Task description >>
Convert the records starting at the line containing "of the yellow" and ending at the line containing "[[471, 443]]" into a two-column CSV with the headers text and answer. Give one row per record, put each field in double quotes, and replace line breaks inside a field with spaces.
++++ Source material ++++
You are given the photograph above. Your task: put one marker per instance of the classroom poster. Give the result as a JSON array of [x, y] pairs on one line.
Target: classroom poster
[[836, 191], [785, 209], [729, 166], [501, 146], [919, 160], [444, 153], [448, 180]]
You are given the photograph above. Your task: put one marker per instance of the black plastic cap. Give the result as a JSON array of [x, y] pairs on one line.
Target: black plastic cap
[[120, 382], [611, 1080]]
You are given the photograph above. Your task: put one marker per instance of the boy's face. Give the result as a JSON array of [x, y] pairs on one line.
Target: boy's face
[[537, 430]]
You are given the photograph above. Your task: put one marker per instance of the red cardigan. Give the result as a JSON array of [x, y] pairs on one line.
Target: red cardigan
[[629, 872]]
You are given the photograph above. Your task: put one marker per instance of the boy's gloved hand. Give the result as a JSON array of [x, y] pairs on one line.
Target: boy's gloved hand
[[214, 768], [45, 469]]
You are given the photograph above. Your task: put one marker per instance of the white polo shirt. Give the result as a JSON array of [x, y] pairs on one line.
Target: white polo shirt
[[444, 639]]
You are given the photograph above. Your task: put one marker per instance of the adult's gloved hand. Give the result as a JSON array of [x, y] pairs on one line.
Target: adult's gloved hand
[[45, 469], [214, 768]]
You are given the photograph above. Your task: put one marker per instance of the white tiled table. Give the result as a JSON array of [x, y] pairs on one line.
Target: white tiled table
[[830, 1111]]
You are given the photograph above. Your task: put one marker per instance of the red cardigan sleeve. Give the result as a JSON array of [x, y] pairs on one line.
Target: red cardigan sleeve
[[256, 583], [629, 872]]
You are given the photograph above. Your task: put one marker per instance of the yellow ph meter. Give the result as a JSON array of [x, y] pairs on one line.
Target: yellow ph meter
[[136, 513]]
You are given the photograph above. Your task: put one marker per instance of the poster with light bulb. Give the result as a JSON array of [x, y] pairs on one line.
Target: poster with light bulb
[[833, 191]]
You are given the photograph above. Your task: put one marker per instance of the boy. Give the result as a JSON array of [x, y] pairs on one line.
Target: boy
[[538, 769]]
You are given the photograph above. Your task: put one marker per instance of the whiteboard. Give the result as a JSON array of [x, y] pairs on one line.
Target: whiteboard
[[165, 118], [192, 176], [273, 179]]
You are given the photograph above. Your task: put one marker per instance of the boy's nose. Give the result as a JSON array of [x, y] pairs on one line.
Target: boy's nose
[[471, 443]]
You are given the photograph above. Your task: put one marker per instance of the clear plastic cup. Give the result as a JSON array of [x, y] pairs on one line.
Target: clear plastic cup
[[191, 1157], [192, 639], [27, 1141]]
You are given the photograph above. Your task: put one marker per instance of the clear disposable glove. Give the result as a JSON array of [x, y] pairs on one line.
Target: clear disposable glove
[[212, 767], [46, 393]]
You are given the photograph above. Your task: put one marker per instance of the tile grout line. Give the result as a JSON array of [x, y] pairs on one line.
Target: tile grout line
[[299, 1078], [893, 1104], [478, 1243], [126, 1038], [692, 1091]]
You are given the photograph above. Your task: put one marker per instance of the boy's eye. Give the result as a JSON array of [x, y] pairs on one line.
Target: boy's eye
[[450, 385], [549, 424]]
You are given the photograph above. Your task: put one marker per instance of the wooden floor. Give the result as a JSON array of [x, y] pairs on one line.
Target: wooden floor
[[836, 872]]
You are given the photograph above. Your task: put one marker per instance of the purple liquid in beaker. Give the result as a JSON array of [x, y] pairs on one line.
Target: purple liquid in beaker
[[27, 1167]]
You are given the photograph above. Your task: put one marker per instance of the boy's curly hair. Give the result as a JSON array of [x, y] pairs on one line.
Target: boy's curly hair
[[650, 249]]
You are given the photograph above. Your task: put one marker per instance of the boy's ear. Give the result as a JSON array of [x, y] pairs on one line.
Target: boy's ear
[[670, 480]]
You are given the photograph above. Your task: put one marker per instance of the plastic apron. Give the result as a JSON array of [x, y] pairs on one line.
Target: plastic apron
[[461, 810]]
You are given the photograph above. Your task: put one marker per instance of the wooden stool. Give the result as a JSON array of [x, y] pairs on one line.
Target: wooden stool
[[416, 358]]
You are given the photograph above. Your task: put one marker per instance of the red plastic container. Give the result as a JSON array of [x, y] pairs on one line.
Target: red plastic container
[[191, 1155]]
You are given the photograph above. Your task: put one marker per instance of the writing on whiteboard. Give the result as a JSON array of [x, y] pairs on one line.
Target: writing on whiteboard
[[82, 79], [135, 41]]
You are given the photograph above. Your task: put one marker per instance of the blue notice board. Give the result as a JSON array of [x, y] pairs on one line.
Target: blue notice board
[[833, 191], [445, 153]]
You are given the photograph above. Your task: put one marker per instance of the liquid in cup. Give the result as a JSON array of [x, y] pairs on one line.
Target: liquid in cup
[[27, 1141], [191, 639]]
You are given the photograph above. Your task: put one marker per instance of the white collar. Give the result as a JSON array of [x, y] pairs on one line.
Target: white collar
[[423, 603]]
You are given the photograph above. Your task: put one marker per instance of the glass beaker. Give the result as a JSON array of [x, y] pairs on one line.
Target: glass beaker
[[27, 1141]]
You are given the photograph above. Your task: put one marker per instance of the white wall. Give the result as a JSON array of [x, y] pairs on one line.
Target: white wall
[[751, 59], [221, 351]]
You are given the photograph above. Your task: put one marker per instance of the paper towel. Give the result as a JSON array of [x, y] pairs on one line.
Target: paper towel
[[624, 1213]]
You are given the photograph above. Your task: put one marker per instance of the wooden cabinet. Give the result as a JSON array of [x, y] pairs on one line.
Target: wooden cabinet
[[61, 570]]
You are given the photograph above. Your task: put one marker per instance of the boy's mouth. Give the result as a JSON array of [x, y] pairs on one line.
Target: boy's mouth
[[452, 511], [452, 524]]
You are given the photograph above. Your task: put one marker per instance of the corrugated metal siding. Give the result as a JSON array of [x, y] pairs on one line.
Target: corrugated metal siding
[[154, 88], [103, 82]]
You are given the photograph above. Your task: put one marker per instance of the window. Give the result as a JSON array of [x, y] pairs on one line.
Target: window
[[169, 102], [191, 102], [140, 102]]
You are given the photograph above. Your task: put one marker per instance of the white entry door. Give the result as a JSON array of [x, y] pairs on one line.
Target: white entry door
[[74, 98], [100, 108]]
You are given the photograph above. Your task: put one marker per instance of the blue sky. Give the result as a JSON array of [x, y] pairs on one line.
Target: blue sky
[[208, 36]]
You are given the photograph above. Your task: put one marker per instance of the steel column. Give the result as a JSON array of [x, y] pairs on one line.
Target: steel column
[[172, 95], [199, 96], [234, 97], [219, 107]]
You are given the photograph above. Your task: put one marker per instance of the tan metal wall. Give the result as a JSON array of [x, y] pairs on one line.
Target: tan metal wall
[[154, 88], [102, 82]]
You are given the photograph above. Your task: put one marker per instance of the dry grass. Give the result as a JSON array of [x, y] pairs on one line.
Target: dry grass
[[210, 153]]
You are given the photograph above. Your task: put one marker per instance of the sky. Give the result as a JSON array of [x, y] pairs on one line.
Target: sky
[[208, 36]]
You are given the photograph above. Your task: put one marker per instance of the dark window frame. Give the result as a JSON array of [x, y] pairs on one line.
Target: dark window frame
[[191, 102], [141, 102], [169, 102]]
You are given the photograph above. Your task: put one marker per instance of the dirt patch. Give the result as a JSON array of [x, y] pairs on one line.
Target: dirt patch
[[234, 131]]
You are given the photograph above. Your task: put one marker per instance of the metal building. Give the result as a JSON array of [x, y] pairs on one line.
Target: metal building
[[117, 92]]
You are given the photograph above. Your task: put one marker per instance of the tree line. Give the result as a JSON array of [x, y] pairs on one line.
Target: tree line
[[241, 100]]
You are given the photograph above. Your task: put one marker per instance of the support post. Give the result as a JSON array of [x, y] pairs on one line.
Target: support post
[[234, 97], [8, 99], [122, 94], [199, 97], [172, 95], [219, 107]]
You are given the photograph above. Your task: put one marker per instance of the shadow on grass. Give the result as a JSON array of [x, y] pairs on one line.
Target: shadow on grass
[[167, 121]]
++++
Answer in full >>
text,answer
"You are given the photograph above. Your task: put one marker per instance of the yellow ph meter. Give the result as a JSON array of [x, y] pairs on one line. Target: yellow ph meter","[[136, 513]]"
"You are given the photograph above. Your task: put one marker per instance of the poster with light bulb. Give the result as a JSON array of [x, y] pairs on one line. Target: poster with light bulb","[[833, 191]]"
"You are given the photograph above. Your task: put one marker per instance of the boy. Give the result as a JSON array of [x, y] pairs on one line. Target: boy","[[538, 769]]"
"You are given the photograph above. Your task: put one marker per instance of the whiteboard. Give the result as a JSON array of [x, y] pairs on one line. Target: whiteboard","[[165, 118], [192, 176], [273, 179]]"
"You are given the photograph above. Your task: put one marker per instance of the boy's nose. Give the result as a JSON array of [x, y] pairs on one line. Target: boy's nose","[[471, 443]]"